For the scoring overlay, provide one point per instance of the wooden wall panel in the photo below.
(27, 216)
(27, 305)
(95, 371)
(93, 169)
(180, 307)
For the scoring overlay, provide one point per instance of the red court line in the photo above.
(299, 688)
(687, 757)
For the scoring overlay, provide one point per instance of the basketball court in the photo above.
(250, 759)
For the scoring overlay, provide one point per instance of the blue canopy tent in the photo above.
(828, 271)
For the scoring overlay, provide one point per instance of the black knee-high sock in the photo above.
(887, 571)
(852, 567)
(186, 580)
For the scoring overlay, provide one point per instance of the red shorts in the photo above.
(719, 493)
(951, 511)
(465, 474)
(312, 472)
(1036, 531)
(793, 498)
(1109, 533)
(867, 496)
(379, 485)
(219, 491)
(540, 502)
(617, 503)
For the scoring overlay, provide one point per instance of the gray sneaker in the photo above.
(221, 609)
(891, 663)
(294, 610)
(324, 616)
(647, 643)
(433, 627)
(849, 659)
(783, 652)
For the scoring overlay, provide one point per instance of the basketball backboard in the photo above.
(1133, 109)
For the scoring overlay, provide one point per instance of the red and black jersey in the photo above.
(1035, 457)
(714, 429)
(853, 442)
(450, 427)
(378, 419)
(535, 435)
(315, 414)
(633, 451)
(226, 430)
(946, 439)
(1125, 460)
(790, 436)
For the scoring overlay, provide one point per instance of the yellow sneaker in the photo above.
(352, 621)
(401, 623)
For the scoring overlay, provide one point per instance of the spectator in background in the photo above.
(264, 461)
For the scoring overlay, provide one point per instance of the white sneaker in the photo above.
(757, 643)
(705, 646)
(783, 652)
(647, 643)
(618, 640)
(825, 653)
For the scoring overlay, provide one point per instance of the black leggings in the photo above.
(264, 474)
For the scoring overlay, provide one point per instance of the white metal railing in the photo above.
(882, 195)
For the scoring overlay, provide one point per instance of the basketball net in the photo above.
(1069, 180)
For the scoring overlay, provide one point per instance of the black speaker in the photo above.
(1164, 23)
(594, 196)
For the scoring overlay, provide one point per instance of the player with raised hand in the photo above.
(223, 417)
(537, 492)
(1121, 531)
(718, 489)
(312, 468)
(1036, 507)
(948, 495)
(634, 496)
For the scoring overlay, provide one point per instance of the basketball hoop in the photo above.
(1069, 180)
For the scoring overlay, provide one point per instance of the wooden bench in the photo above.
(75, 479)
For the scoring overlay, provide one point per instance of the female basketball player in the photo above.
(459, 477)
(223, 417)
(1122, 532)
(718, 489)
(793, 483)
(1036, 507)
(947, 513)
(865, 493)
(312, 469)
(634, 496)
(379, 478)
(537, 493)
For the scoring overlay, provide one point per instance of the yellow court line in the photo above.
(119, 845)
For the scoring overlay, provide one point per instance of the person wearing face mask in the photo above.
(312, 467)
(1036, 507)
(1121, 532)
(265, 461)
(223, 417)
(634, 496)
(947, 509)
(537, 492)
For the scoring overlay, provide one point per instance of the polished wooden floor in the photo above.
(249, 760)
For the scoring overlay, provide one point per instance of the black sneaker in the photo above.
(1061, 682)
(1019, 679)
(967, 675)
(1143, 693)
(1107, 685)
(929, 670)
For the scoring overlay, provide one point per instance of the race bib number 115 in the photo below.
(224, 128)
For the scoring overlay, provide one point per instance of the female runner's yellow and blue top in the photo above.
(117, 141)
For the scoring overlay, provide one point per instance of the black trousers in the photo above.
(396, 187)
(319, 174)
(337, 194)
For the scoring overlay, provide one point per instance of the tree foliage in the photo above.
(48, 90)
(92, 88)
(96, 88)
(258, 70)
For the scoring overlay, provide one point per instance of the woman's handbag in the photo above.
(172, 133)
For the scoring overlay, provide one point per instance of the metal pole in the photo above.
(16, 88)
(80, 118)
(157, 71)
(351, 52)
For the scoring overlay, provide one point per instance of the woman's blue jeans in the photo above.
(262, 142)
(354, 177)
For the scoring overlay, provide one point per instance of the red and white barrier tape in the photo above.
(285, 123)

---

Transcribe all of the material above line for line, without changing any words, numbers, or punctuation.

For the scoring overlay, provide one point per instance of the wooden wall panel in the photo below.
(27, 216)
(27, 305)
(95, 371)
(93, 169)
(180, 307)
For the scoring overlay, provide one point per instance of the red court line in the photo above.
(299, 688)
(687, 757)
For the scoring overlay, provide one point per instance of the basketball court in the photo above.
(250, 759)
For the scoring overlay, provide one point per instance of the blue canopy tent in the photo above.
(828, 271)
For the scoring overlay, provide one point per instance of the black knee-high sock in the photo above.
(887, 571)
(852, 567)
(186, 580)
For the scoring overlay, provide one point per instance of the red shorts in the photo above.
(719, 493)
(951, 511)
(465, 474)
(312, 472)
(1036, 531)
(793, 498)
(1109, 533)
(867, 496)
(379, 485)
(219, 491)
(540, 502)
(617, 503)
For the scoring overlay, provide one point per instance of the gray sneaker in the photo above.
(221, 609)
(891, 663)
(294, 610)
(324, 616)
(647, 643)
(433, 627)
(849, 659)
(783, 652)
For the scoring overlay, provide one point per instance of the basketball backboard in the photo above.
(1133, 109)
For the scoring overlay, provide one point per instance of the red and black jersey in the photo above.
(1035, 457)
(714, 429)
(853, 442)
(450, 427)
(378, 419)
(535, 435)
(315, 414)
(633, 451)
(226, 430)
(946, 439)
(1125, 460)
(790, 436)
For the scoring overlay, provide one point per instance of the yellow sneaker in the photo above.
(352, 621)
(401, 623)
For the scoring overlay, provide one point per instance of the spectator in background in the photo above.
(264, 461)
For the scoring overlay, provide one point per instance of the white sneaker in the photo above.
(757, 643)
(705, 646)
(783, 652)
(647, 643)
(618, 640)
(825, 653)
For the scoring overlay, provide one point per instance of the black leggings in the photo above.
(264, 474)
For the scoring overlay, provide one point per instance of the white metal railing in the photo above.
(882, 195)
For the scoring overlay, provide one point per instance of the basketball net in the photo above.
(1069, 180)
For the scoring overlay, provide one point per instance of the black speaker in the photo above.
(1164, 23)
(594, 196)
For the scoring overlay, provide one point per instance of the player with raised hand in the photo above.
(223, 417)
(537, 492)
(1121, 531)
(718, 489)
(312, 468)
(1036, 507)
(948, 495)
(634, 496)
For the scoring overlay, provide one point per instance of the basketball hoop in the photo above.
(1069, 180)
For the scoring overlay, provide one point per instance of the wooden bench in the photo above.
(75, 479)
For the scoring overlay, provide one point per instance of the female basketball player in the photo above.
(459, 477)
(223, 417)
(1122, 532)
(718, 489)
(793, 483)
(1036, 507)
(947, 513)
(865, 493)
(312, 469)
(634, 496)
(379, 478)
(537, 493)
For the scoring overlay, provide one point per instance of the yellow court line in the photo above.
(119, 845)
For the scoring overlay, provide one point per instance of the person wearing face mask in the photo above.
(312, 467)
(1036, 507)
(1121, 532)
(265, 461)
(223, 417)
(634, 496)
(947, 509)
(537, 492)
For the scoring overlay, provide one point per instance of the polished wooden floor in the photo above.
(249, 760)
For the scoring overlay, provide one point per instance of the black sneaker in the photo above.
(1061, 682)
(1019, 679)
(967, 675)
(1143, 693)
(1107, 685)
(929, 670)
For the scoring overlay, provide one point per instance of the race bib number 115 in the photo below.
(224, 128)
For the scoring overlay, provide one point per instance of the female runner's yellow and blue top in the photo above.
(117, 141)
For the scoring overlay, provide one point per instance of the black trousers in the photo above.
(396, 187)
(319, 174)
(337, 194)
For the scoring overlay, provide one point per instance of the tree foliage in the photo above.
(48, 90)
(92, 88)
(96, 88)
(258, 70)
For the scoring overlay, provide one point per instance of the woman's handbag in the photo above.
(172, 133)
For the scoring overlay, provide one point per instance of the metal pole in the photo above.
(16, 88)
(80, 118)
(157, 71)
(351, 52)
For the scoring overlay, provide one point per instance of the woman's blue jeans in the photo above.
(262, 142)
(354, 177)
For the scoring overlay, provide one point per instance of the red and white barrier tape in the photo above.
(285, 123)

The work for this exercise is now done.